*Extracto de página:*
╔══

Las funciones se efectuaron en el Teatro “Joaquín Jiménez Trava” del IMSS y en varios municipios yucatecos. Una de las funciones finales, la del jueves 15 de diciembre, se efectuó en el Teatro Peón Contreras. Fue una decisión relevante que se montara esta obra del dramaturgo yucateco en el recinto que lleva su nombre, ya que al menos en los 30 años más recientes sólo se han llevado a escena sus obras “Gil González de Ávila” y la comedia “Entre tu tío y tu tía”, además de algunas lecturas dramatizadas y de atril, aunque no necesariamente en dicho escenario.
Esta puesta en escena me hace pensar ante todo en el modo en el siglo XIX se trató el tema del libre albedrío de la mujer, al contrastar “La hija del rey”, estrenada en la Ciudad de México en 1876, aunque ambientada en 1588, con la comedia en prosa “El sí de las niñas”, de Leandro Fernández de Moratín, estrenada en Madrid en 1806 y ambientada en ese mismo momento histórico. El contraste parece indicar un retroceso de gustos y de resolución teatral.
El planteamiento es muy parecido, pues un anciano y un adulto joven, emparentados, pretenden a la misma mujer joven. En Moratín se trata de un tío tutor y un sobrino, y en Peón Contreras del padre y su hijo. En ambos casos se considera la situación de la mujer sujeta a tutela en cuanto a decidir con quién casarse y a la desproporción de edades en el matrimonio, sólo que en el caso del español el problema se expresa con argumentos mesurados y en el de Peón Contreras a través de las amargas quejas y reclamos de la protagonista.

╚══

*Datos recopilados:*

╔══

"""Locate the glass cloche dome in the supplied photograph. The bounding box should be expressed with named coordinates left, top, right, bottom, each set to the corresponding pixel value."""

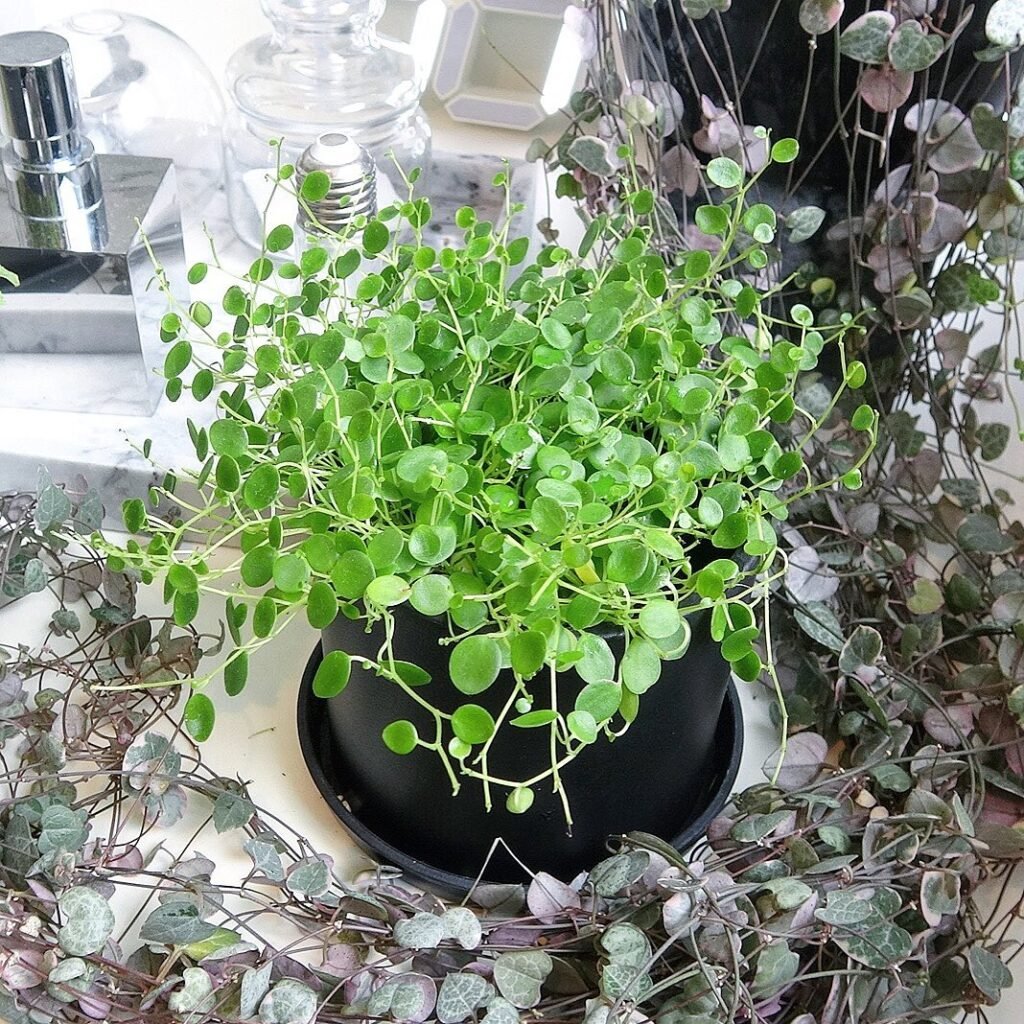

╚══

Copia del extracto sobre la obra teatral el fragmento comprendido entre “Las funciones se” y “en dicho escenario.”, ambos incluidos. Las líneas no guardan ninguna relación con el extracto.

Las funciones se efectuaron en el Teatro “Joaquín Jiménez Trava” del IMSS y en varios municipios yucatecos. Una de las funciones finales, la del jueves 15 de diciembre, se efectuó en el Teatro Peón Contreras. Fue una decisión relevante que se montara esta obra del dramaturgo yucateco en el recinto que lleva su nombre, ya que al menos en los 30 años más recientes sólo se han llevado a escena sus obras “Gil González de Ávila” y la comedia “Entre tu tío y tu tía”, además de algunas lecturas dramatizadas y de atril, aunque no necesariamente en dicho escenario.